Texaco Refining and Marketing Co., Inc. v. Commissioner of Revenue Services

Decision Date24 March 1987
Citation202 Conn. 583,522 A.2d 771
CourtConnecticut Supreme Court
PartiesTEXACO REFINING AND MARKETING COMPANY, INC. v. COMMISSIONER OF REVENUE SERVICES.

John W. Cannavino, Stamford, with whom were William H. Narwold, Hartford, Herbert W. Powell, pro hac vice, and, on the brief, Medina S. Vasily, Stamford, for appellant (plaintiff).

Edward T. Blair, Asst. Atty. Gen., with whom were Richard K. Greenberg, Asst. Atty. Gen., and, on the brief, Joseph I. Lieberman, Atty. Gen., for appellee (defendant).

Before PETERS, C.J., and ARTHUR H. HEALEY, SHEA, DUPONT and McKEEVER, JJ.

PETERS, Chief Justice.

The sole issue in this case, which comes to us by way of reservation, is whether moneys collected as a tax from customers are includable in the Connecticut gross earnings tax on the sale of petroleum products. 1 The plaintiff, Getty Refining and Marketing Company, Inc., 2 appealed to the Superior Court from a decision of the defendant commissioner holding that the plaintiff had underpaid the gross earnings tax imposed by General Statutes § 12-587 3 for the years 1980 through 1984. The trial court granted a motion for reservation upon stipulated facts to determine the propriety of the defendant's computation of the plaintiff's gross earnings tax. We conclude that the reserved question 4 is to be answered in the affirmative.
★ ★ ★ ★ ★
- Given instruction a -
In the records below, copy out everything from the line containing "Where can you spot the blue sky with" down to the line containing "[[119, 420]]", including both of those lines.
★ ★ ★ ★ ★
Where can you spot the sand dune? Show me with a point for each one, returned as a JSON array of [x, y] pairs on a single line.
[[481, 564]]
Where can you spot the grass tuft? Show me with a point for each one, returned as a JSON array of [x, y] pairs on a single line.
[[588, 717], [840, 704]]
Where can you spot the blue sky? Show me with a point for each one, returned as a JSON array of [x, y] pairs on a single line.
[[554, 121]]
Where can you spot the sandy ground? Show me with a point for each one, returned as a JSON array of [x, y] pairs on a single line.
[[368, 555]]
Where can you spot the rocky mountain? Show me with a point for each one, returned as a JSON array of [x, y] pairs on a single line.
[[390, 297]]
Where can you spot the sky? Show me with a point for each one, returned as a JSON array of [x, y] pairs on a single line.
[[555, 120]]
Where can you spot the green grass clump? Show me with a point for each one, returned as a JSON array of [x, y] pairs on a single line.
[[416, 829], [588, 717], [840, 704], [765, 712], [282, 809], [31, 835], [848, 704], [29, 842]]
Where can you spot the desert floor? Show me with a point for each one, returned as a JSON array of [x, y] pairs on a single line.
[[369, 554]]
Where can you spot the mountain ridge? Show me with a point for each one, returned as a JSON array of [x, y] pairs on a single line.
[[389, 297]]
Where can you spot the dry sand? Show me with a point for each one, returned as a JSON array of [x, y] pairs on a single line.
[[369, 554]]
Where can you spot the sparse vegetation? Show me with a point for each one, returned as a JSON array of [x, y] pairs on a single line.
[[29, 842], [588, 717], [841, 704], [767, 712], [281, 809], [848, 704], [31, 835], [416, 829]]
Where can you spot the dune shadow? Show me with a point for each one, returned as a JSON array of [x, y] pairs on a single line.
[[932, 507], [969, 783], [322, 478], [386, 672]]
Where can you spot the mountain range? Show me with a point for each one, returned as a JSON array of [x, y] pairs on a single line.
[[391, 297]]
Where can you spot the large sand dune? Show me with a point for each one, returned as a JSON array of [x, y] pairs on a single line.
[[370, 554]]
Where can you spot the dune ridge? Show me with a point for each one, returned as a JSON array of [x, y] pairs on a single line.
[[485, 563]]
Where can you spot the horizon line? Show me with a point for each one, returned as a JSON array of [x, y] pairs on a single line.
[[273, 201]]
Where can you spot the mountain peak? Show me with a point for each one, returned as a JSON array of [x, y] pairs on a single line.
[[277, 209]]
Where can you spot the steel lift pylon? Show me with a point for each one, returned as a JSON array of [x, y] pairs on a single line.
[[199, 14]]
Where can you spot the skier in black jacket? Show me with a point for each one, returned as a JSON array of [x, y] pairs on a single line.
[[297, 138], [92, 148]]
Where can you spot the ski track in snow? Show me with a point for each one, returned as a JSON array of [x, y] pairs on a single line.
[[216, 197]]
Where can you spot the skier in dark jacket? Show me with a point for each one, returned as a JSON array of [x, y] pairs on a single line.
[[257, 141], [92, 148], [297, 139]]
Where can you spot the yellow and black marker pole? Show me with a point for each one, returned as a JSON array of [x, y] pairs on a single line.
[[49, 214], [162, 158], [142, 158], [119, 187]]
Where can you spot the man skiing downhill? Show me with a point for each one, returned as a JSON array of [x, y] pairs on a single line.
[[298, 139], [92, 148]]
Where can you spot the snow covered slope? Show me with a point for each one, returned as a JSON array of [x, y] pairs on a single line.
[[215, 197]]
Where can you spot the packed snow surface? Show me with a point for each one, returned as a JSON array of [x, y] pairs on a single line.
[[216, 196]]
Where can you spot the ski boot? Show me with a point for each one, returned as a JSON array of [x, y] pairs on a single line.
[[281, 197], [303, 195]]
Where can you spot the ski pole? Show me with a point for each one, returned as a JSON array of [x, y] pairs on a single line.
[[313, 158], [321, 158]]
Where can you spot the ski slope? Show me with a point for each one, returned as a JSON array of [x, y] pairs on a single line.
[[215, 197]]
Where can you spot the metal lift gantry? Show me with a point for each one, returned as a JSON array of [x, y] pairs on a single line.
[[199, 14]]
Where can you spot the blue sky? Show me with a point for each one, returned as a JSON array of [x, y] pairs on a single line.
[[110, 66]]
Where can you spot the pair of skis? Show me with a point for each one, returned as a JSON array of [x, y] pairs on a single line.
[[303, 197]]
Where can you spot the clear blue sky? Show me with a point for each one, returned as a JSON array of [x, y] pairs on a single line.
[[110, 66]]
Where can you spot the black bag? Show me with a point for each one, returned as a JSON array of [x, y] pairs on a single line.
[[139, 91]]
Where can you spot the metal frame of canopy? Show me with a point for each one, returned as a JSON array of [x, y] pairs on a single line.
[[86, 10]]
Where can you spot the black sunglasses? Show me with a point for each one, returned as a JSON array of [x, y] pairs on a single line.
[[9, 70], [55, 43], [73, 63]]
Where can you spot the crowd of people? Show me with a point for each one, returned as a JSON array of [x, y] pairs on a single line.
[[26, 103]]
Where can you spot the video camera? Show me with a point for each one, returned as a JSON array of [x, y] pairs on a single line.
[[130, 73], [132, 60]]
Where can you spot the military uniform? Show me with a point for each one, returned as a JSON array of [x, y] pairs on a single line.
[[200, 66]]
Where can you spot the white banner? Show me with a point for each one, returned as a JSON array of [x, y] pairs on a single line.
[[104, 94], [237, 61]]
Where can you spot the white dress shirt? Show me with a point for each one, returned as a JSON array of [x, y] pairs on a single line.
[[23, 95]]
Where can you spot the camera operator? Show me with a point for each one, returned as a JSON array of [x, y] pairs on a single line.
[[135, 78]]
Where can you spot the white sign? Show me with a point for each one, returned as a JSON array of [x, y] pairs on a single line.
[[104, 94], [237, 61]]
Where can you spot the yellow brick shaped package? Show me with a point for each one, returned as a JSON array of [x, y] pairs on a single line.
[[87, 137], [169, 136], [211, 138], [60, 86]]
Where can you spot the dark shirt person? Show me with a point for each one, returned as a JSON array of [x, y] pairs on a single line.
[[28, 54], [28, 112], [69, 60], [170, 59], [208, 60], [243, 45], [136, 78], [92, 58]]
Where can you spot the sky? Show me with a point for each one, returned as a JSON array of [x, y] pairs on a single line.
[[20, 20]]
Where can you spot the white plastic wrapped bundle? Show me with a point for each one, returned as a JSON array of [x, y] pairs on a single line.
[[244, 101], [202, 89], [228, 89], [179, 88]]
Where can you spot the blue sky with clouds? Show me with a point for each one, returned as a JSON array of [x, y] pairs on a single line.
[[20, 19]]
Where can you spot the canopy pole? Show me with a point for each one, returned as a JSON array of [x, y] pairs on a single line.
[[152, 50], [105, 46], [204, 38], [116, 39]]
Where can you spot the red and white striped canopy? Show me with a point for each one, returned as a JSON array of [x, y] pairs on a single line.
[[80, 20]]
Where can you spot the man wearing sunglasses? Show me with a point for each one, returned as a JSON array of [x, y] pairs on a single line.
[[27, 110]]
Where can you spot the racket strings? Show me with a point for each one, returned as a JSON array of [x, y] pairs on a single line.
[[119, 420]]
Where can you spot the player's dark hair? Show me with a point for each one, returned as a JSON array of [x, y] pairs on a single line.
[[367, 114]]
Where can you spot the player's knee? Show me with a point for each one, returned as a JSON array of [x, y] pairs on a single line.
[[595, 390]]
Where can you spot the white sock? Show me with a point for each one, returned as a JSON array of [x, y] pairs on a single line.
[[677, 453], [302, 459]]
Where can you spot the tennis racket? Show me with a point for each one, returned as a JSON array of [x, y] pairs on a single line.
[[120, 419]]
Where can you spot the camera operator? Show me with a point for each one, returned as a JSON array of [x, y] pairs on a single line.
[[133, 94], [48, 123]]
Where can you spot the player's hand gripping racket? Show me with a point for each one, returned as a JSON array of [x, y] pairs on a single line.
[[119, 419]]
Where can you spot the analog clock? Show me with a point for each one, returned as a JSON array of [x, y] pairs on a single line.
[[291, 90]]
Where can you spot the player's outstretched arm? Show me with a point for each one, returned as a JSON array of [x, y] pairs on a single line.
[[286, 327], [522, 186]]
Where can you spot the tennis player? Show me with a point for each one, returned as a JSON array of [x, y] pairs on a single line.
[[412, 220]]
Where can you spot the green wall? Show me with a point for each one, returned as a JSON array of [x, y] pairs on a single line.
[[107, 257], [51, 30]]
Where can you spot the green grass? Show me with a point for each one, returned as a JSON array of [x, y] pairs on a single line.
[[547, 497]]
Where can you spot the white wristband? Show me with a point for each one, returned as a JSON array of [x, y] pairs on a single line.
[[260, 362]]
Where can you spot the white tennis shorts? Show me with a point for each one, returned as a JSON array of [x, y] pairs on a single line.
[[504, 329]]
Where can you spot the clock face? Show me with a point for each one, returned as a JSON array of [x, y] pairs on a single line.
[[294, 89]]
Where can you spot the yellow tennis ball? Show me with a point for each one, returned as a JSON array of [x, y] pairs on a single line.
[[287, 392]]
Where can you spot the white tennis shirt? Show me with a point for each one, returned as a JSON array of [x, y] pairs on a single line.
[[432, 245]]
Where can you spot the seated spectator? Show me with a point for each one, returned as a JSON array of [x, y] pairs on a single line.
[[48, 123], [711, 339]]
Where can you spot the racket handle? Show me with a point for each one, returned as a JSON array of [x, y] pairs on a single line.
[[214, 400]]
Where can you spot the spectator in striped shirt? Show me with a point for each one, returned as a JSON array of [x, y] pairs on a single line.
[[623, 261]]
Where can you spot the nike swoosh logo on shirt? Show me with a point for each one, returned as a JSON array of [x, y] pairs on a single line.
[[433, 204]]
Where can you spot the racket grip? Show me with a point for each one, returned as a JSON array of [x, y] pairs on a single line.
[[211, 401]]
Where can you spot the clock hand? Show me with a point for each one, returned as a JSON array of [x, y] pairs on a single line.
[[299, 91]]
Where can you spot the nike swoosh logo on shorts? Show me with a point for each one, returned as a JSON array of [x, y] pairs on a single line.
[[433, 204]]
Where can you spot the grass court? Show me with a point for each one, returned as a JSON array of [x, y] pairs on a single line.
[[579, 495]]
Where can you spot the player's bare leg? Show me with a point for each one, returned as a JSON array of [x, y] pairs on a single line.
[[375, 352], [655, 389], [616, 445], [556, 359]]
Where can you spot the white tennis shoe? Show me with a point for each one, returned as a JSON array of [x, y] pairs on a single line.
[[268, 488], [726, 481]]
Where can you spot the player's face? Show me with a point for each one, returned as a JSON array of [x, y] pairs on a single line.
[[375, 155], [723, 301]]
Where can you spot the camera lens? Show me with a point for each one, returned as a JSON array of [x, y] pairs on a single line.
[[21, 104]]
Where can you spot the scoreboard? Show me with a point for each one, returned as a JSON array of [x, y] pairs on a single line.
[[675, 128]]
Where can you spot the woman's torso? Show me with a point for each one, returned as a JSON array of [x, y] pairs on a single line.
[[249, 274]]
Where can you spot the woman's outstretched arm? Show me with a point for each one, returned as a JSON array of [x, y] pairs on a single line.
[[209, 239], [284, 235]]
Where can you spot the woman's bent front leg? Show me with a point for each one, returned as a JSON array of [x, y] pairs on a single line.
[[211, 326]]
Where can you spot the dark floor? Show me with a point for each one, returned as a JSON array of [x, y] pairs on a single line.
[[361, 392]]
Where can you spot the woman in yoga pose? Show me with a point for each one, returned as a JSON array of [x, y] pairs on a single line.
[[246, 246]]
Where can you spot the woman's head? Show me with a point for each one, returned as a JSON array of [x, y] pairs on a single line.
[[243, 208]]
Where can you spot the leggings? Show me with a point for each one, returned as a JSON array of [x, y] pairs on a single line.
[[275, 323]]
★ ★ ★ ★ ★
- Given instruction b -
Continue the court opinion above on the Texaco gross earnings tax case from where it stops.

- Exercise response a -
Where can you spot the blue sky with clouds? Show me with a point for each one, returned as a JSON array of [x, y] pairs on a single line.
[[20, 19]]
Where can you spot the canopy pole? Show me with a point for each one, returned as a JSON array of [x, y] pairs on a single line.
[[152, 50], [105, 46], [204, 38], [116, 39]]
Where can you spot the red and white striped canopy? Show me with a point for each one, returned as a JSON array of [x, y] pairs on a single line.
[[80, 20]]
Where can you spot the man wearing sunglasses? Show me with a point for each one, returned as a JSON array of [x, y] pairs on a single line.
[[27, 110]]
Where can you spot the racket strings? Show me with a point for each one, returned as a JSON array of [x, y] pairs on a single line.
[[119, 420]]

- Exercise response b -
The parties stipulated to the following facts. The plaintiff is a Delaware corporation authorized to do business in this state. On its invoices to Connecticut purchasers of its petroleum products, the plaintiff charged these purchasers separately for the sales price and for the 2 percent Connecticut gross earnings tax that it collected from them pursuant to General Statutes § 12-587. 5 In filing its quarterly gross earnings tax returns between December 31, 1980, and March 31, 1984, the plaintiff did not report as gross earnings the 2 percent which, in its invoices, it had labeled as a separate charge for the gross earnings tax.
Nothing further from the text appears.